◆ **WORK TO COMPLETE**
1) Reproduce the part of the post on a day in space starting at "How about something" and ending at "loose for you.", replacing "rookie" with "newcomer".
2) Name every item of clothing that the post on a day in space mentions.
3) Using the post on a day in space, answer these:
(a) What were the dates of the Devon Island Expedition?
(b) What kind of toothpaste did NASA start buying?
(c) With no sink to spit into, what did the writer do with the toothpaste?
-- start of READING TEXT --
Devon Island Expedition

Devon Island Expedition
This blog features educational updates on my Devon Island Expedition of July 14-20, 2007. Other sites: spaceref.com/blogs/earthclassroom, www.marsonearth.org

Wednesday, May 13, 2009

Life in Space – A Day (or at least, the beginning of one)




On a Space Shuttle, music is piped up from the Mission Control Center. On the Space Station, you set your watch alarm. Or, as is sometimes the case on Earth, you awake early, all on your own, wondering “What the H..?!”

A typical day in space (is there such a thing?) starts a lot like a day on the ground, except that you are floating. Turn off the alarm. Unzip yourself out of your sleeping bag. Open the doors to the sleep station, haul yourself out.

You can do it however you like, but on the International Space Station, I fell into a routine of cleaning up in the evening before bed, and then wearing a clean T-shirt and underwear for sleep. In the morning, I was already half dressed. I would pull on a pair of Nomex shorts and white cotton gym socks, ready to get going. This was the typical uniform onboard, except for when the cameras were going to be on.





When we had a scheduled video interview, we would wear a polo-type crew shirt, or in the case of a serious event, don a flight suit.





What’s the first thing you do in the morning on Earth? Well, it’s not so different onboard a spacecraft. Why should it be? However, I will dedicate another entry to the issue of space toilets and leave it alone for now.

How about something like brushing your teeth? In zero gravity (or more accurately, microgravity, if you’re a stickler for such things), some things are easier, like moving medium or large mass items around, but many things are more difficult. It is unbelievably easy to lose things. Get distracted for a moment, and that toothpaste cap is gone! Even if you are good about anchoring such things behind a rubber bungee, some rookie going by could knock it loose for you.

So, how do you brush your teeth in space? Long ago, NASA started buying only toothpaste without detachable caps, thus solving the lost cap problem. So, start by filling a drink bag with water and bring it with you to the hygiene area. Tuck it behind a rubber bungee. Remove your hygiene kit from behind its bungee and unzip it. Find your toothbrush inside of your hygiene kit, safely tucked away inside of a fabric pouch with a Velcro top. But first, take out your toothpaste tube, and stick it to the wall, using the Velcro dot on it. Secure your hygiene kit behind a rubber bungee, after partially zipping it up, so that things don’t accidentally float out.

Still have your toothbrush between a couple of your fingers? Hopefully yes. Remove your drink bag, and with one thumb, flip open the straw clamp (which keeps liquid from seeping out of the bag), and gently squeeze out a bead of water onto your toothbrush, watch it get sucked into the bristles. Hold the straw of the drink bag in your teeth, and with one hand, fix the straw clamp in place, and replace the bag behind the bungee.

Almost all of the rest is fairly straightforward. Flip open the cap of the toothpaste tube, squeeze some out on your toothbrush, go to work on your teeth. Ok, you’re done. Now what? Where are you going to spit? There’s no sink……..So, into a tissue? Then you’ve got a wet tissue, and what are you going to do with that?? So, I swallowed. Filled my mouth with water and swallowed again. Drew some water onto the toothbrush and sucked the water out. Dried the toothbrush onto a towel and replaced it, and the toothpaste, into the kit.
-- end of READING TEXT --
-- start of SUPPLIED MATERIAL --
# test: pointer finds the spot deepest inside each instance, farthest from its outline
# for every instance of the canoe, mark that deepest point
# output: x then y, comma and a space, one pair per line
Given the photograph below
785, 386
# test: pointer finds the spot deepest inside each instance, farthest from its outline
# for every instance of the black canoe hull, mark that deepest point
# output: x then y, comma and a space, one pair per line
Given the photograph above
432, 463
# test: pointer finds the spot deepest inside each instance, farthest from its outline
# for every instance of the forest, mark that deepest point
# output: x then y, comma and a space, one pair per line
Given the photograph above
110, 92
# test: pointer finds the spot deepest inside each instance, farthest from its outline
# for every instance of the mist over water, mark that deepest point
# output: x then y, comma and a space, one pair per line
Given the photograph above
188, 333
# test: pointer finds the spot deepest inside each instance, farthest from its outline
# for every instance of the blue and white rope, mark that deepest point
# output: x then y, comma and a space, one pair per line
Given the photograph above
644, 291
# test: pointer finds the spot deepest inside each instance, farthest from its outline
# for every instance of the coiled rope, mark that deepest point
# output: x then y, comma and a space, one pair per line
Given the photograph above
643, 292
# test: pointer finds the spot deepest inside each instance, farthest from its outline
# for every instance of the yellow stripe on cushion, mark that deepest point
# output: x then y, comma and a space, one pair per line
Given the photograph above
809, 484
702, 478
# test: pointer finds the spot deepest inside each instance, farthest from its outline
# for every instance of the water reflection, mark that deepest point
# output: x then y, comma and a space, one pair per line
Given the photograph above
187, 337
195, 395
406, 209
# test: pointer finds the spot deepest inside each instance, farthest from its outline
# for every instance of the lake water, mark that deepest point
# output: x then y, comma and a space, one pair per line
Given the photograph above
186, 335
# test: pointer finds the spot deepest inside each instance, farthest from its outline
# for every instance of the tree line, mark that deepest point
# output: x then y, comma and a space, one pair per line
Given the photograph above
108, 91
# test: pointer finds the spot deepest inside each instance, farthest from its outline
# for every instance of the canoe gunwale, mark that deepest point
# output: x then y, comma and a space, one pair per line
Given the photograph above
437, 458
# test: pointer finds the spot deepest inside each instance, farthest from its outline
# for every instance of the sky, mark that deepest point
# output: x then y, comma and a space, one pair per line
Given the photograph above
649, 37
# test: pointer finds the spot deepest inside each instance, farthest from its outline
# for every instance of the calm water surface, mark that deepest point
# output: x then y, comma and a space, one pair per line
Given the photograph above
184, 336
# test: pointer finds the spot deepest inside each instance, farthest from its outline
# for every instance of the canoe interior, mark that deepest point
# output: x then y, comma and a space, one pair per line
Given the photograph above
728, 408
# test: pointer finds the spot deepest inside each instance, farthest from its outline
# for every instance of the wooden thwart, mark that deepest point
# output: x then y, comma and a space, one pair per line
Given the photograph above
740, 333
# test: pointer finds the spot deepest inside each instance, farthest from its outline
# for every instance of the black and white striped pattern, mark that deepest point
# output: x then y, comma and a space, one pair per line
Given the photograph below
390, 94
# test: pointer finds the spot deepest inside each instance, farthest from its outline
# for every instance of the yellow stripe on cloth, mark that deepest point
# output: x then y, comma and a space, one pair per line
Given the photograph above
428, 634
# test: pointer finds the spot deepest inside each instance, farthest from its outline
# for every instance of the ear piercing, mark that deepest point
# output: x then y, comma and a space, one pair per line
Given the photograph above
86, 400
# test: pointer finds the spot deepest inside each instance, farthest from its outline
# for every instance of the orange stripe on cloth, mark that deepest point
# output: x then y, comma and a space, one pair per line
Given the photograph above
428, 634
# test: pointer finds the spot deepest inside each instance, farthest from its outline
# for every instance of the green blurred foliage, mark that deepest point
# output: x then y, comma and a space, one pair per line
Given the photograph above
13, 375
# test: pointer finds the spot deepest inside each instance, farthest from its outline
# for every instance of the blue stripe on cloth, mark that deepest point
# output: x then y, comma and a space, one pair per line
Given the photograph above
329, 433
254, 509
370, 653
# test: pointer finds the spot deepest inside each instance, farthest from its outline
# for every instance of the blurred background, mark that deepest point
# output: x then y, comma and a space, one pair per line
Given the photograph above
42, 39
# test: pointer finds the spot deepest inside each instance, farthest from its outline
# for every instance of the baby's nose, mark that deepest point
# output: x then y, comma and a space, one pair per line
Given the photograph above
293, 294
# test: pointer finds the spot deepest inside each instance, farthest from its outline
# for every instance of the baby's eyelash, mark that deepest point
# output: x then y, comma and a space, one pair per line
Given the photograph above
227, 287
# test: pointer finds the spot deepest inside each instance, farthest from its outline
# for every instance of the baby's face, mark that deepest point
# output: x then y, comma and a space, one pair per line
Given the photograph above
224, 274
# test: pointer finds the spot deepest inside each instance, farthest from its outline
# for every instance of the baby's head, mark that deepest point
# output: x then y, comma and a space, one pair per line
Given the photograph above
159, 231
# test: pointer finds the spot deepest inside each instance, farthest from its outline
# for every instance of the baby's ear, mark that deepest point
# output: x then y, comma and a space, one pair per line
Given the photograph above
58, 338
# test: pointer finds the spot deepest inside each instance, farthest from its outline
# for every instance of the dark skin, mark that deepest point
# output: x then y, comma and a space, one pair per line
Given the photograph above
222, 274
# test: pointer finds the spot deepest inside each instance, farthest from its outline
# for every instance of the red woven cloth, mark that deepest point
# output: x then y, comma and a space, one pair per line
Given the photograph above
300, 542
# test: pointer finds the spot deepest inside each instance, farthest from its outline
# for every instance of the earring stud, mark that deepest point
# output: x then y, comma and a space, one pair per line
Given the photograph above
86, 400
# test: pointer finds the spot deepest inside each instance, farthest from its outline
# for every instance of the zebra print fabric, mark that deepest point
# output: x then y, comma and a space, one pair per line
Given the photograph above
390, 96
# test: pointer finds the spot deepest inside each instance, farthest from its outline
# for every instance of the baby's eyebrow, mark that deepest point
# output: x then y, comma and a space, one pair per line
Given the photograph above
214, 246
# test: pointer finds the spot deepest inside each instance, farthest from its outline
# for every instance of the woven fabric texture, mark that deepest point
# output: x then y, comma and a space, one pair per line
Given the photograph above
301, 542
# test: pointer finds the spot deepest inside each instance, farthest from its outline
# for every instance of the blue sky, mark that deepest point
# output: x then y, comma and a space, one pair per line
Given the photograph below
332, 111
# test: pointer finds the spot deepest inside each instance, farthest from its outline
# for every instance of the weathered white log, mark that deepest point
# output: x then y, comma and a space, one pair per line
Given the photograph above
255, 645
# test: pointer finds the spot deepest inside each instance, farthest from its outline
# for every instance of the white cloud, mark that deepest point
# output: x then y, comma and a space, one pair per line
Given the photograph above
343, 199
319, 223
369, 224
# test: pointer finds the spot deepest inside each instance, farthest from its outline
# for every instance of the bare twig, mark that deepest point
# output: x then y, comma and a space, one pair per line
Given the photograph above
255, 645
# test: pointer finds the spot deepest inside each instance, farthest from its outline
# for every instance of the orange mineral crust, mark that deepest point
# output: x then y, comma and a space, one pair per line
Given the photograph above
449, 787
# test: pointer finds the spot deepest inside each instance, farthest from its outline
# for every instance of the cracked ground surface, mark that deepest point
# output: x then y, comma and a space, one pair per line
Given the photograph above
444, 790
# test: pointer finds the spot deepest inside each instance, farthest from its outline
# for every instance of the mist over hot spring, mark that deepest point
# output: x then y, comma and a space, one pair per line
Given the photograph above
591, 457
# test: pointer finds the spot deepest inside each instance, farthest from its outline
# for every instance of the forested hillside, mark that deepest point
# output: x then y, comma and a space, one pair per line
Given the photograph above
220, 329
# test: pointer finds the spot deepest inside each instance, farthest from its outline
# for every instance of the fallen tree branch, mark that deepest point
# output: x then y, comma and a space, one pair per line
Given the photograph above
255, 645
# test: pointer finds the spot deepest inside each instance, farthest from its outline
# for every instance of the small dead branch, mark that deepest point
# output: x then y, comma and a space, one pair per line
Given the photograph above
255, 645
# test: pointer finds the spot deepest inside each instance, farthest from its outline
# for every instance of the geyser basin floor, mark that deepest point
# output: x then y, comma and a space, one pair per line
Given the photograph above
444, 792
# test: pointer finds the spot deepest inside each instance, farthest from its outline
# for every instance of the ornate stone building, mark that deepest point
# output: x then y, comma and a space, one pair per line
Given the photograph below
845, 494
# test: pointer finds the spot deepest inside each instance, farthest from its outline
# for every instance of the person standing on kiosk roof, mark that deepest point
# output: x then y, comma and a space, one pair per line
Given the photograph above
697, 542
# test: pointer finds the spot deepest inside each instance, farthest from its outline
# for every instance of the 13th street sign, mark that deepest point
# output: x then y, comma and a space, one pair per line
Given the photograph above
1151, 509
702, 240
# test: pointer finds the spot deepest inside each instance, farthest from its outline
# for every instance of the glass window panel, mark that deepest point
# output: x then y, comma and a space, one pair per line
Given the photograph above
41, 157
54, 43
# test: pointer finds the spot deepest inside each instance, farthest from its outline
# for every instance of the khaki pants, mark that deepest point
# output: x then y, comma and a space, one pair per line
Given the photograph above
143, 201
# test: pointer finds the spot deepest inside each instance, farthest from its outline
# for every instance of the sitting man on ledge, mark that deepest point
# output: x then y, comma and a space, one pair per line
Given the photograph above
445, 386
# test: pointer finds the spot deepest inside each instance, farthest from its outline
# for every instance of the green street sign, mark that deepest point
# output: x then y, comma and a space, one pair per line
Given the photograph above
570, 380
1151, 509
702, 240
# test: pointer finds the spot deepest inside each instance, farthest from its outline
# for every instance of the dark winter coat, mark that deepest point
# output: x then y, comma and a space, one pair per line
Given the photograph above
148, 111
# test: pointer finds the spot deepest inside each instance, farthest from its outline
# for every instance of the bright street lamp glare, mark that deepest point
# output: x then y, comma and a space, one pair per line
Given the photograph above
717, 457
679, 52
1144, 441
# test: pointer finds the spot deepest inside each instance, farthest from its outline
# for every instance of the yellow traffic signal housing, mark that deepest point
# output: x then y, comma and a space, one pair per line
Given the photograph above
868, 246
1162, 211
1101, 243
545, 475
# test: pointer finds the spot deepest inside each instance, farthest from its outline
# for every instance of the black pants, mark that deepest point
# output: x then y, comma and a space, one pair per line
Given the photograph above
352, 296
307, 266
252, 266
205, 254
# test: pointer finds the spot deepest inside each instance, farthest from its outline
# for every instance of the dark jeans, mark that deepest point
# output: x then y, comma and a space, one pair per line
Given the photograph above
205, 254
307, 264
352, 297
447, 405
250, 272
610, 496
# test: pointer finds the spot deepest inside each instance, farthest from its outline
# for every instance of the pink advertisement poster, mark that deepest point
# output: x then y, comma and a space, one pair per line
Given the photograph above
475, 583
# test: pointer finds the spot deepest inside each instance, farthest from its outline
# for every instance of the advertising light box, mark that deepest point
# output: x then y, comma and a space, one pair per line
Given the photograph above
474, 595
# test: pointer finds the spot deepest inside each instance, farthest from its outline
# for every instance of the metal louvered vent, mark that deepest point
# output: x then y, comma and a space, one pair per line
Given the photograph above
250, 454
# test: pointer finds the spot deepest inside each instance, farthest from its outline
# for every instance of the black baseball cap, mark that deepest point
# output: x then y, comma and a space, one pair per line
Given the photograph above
-- end of SUPPLIED MATERIAL --
◆ **COMPLETE ANSWERS**
1)
How about something like brushing your teeth? In zero gravity (or more accurately, microgravity, if you’re a stickler for such things), some things are easier, like moving medium or large mass items around, but many things are more difficult. It is unbelievably easy to lose things. Get distracted for a moment, and that toothpaste cap is gone! Even if you are good about anchoring such things behind a rubber bungee, some newcomer going by could knock it loose for you.

2) clean T-shirt, underwear, Nomex shorts, white cotton gym socks, polo-type crew shirt, flight suit

3)
(a) July 14-20, 2007
(b) Toothpaste without detachable caps
(c) Swallowed it